> [STORED DATA]:
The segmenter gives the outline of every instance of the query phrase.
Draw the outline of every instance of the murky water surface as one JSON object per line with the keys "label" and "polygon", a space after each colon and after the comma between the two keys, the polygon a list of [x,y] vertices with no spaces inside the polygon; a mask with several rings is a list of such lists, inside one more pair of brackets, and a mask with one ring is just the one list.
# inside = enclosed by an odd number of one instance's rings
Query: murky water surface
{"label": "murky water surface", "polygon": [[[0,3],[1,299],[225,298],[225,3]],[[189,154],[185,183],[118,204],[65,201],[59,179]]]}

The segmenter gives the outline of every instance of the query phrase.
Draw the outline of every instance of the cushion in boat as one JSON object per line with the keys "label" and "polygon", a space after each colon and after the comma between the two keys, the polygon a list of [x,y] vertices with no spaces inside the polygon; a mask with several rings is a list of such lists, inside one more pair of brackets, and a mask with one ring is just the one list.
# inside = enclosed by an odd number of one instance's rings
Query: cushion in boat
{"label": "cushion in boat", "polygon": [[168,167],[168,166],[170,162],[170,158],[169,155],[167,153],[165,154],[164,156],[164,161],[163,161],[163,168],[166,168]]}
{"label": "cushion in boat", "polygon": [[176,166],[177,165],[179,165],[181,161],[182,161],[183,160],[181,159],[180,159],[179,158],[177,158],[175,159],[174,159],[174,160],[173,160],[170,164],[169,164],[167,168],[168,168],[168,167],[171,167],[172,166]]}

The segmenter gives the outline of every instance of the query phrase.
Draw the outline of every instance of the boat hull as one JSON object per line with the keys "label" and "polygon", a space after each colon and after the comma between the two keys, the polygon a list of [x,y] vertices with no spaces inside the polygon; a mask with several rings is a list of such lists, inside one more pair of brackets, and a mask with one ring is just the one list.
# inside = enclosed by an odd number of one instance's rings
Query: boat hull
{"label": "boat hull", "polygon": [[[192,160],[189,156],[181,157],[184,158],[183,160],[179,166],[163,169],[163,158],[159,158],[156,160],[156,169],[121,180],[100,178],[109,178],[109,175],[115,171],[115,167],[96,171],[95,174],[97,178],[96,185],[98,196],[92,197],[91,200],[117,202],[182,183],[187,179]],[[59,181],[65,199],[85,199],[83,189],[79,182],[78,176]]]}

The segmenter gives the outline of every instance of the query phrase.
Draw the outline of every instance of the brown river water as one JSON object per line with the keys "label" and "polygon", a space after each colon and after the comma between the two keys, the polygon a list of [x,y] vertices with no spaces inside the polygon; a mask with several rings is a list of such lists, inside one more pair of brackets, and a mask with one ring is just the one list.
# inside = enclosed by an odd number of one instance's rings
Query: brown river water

> [WORK REQUIRED]: Arrange the lines of the items above as a JSON list of strings, one string per line and blank lines left out. Begin at the first line of the items and stop after the line that contains "Query: murky water surface".

> [COMPLETE OUTPUT]:
[
  "The segmenter gives the outline of every instance of the query phrase.",
  "Draw the outline of every instance of the murky water surface as one JSON object per line with the keys \"label\" and \"polygon\", a space after each colon and after the comma between the two keys, the polygon a list of [x,y] vertices with no spaces inside the polygon; a mask with several rings is a list of such lists, inside one more pair of brackets, and a mask with one ring is just the one list.",
  "# inside = enclosed by an odd number of one instance's rings",
  "Query: murky water surface"
]